# [TASK GOAL]
Put every line from the start of the records down to and including the line containing "[[138, 42], [94, 149]]" into a Markdown table with the columns "No." and "Line," numbering each row and leaving out blank lines.

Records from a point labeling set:
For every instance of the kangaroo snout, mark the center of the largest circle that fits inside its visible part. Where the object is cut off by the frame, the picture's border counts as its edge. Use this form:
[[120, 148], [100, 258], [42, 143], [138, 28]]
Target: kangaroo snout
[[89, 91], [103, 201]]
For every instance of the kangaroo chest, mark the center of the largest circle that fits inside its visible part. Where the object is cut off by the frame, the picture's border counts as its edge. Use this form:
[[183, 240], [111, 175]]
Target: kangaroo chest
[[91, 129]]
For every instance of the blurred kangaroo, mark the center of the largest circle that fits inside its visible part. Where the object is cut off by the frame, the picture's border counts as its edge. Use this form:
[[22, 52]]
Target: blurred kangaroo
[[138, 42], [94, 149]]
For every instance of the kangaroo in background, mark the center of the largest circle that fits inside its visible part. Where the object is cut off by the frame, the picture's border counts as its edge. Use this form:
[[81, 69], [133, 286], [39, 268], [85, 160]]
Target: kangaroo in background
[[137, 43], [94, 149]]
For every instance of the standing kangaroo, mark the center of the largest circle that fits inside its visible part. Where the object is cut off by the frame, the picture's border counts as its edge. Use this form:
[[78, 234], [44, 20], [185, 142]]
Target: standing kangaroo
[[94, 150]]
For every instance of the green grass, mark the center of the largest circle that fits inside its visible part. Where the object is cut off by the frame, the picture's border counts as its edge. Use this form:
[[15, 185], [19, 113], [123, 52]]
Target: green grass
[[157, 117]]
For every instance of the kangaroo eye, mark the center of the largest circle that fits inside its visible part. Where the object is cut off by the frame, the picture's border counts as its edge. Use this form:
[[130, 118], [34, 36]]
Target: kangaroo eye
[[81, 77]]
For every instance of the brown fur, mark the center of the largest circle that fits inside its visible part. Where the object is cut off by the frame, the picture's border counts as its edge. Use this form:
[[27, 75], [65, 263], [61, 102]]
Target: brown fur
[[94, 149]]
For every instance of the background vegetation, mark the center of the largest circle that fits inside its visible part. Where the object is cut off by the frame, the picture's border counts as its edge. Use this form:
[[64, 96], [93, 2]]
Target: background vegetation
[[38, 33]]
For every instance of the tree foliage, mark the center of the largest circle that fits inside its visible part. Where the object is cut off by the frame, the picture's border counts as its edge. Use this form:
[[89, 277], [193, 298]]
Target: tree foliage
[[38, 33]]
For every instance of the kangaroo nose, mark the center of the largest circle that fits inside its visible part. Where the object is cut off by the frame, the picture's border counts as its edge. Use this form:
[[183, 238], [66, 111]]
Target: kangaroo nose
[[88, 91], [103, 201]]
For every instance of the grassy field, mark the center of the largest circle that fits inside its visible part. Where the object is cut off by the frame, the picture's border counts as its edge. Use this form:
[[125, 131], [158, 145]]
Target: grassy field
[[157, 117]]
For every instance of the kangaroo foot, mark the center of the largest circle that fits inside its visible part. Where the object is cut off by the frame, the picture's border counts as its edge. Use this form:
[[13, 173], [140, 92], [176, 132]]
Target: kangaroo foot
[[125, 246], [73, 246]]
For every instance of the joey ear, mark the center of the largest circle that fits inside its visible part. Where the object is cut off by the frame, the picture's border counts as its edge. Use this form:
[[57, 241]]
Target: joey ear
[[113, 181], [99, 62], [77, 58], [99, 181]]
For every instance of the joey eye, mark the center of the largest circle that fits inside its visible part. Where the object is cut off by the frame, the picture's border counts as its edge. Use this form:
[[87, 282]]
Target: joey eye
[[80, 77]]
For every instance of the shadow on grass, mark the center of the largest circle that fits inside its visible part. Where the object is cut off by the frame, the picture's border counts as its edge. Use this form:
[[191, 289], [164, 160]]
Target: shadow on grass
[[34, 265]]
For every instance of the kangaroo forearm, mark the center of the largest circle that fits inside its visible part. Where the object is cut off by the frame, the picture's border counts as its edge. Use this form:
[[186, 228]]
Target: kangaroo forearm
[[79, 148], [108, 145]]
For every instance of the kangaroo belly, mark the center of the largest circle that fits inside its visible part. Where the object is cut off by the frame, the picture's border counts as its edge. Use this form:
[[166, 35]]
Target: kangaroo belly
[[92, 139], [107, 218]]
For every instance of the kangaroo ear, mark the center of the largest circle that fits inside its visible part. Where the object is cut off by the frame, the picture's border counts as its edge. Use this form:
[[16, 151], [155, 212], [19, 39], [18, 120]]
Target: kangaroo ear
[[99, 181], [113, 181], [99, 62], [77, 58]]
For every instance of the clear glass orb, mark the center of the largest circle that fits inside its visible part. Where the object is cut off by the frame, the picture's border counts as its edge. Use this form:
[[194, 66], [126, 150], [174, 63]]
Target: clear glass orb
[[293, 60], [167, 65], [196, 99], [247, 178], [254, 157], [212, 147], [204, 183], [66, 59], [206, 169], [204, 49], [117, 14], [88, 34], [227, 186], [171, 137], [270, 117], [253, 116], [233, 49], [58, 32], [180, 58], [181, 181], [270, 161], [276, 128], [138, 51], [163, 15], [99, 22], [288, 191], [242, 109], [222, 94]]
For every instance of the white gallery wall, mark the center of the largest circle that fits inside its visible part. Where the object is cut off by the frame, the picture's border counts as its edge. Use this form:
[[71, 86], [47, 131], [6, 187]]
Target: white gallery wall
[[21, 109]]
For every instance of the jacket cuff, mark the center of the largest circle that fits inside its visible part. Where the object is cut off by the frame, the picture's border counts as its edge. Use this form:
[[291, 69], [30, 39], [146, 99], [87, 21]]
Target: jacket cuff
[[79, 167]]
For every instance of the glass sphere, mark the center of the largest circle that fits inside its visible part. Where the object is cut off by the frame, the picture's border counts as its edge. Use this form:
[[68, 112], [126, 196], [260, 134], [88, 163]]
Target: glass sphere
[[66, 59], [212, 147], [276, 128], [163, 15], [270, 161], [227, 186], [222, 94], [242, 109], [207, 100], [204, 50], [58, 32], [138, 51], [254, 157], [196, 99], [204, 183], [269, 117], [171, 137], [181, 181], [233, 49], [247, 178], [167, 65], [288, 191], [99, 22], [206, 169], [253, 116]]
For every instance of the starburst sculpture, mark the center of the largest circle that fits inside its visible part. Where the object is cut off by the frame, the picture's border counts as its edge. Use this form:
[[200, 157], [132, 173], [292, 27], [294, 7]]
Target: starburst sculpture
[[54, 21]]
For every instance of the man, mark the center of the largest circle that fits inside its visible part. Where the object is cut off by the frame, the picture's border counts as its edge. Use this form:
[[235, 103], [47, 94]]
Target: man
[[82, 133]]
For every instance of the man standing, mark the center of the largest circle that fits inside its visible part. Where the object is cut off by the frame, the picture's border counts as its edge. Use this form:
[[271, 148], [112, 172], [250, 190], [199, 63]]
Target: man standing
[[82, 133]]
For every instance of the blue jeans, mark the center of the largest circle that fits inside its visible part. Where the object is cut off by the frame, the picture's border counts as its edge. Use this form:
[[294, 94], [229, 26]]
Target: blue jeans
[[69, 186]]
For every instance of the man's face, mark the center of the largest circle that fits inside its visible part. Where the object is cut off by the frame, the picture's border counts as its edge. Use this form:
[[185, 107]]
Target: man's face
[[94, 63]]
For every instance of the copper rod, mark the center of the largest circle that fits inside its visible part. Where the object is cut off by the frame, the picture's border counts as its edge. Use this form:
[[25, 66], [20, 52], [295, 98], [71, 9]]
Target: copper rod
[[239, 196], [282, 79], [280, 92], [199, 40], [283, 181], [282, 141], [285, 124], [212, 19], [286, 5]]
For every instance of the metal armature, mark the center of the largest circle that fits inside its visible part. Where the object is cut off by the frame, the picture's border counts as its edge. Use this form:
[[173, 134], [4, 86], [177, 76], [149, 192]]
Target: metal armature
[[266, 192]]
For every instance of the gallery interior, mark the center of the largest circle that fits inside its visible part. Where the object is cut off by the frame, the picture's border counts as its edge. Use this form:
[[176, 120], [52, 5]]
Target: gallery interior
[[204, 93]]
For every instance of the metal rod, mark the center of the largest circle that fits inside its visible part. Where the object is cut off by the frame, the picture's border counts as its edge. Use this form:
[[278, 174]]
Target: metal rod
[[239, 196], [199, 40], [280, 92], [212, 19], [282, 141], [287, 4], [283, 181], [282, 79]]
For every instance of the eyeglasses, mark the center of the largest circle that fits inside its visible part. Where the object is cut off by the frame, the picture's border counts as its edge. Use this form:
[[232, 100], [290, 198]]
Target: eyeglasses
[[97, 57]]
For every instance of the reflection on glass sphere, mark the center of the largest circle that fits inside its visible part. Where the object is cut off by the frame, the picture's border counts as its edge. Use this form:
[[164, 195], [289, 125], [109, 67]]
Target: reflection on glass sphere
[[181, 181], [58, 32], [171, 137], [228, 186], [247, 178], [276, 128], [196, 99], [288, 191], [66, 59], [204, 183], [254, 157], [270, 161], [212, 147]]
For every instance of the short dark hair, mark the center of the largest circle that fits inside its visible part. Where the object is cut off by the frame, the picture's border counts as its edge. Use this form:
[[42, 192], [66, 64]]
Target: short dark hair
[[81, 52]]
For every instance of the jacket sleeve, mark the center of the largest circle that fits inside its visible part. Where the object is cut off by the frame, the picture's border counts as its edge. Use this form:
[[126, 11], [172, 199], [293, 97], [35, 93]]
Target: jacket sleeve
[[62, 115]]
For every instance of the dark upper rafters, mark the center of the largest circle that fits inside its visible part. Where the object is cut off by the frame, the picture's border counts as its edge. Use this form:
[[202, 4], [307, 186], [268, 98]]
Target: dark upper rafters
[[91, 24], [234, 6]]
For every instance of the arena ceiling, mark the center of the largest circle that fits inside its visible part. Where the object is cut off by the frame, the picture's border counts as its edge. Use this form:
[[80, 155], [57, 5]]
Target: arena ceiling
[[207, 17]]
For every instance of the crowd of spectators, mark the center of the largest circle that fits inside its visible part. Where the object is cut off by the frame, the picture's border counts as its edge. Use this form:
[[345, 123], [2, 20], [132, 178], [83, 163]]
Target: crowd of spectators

# [RIGHT ANSWER]
| No. | Line |
|---|---|
| 1 | For every instance of the kangaroo snout, mark the center of the largest circle that fits inside its visible part. Where the object is cut off by the frame, the picture's border counts as its edge. Use this form: |
| 2 | [[120, 148], [100, 258], [42, 143], [138, 28]] |
| 3 | Target: kangaroo snout |
| 4 | [[89, 91], [103, 201]] |
| 5 | For every instance of the kangaroo chest, mark the center of the largest circle that fits inside its visible part. Where the object is cut off by the frame, the picture's border counts as its edge. Use this form: |
| 6 | [[183, 240], [111, 175]] |
| 7 | Target: kangaroo chest |
| 8 | [[91, 129]] |
| 9 | For every instance of the blurred kangaroo, mark the center of the largest circle that fits inside its visible part. Where the object is cut off by the frame, the picture's border counts as its edge. Use this form: |
| 10 | [[22, 52]] |
| 11 | Target: blurred kangaroo |
| 12 | [[138, 42], [94, 149]] |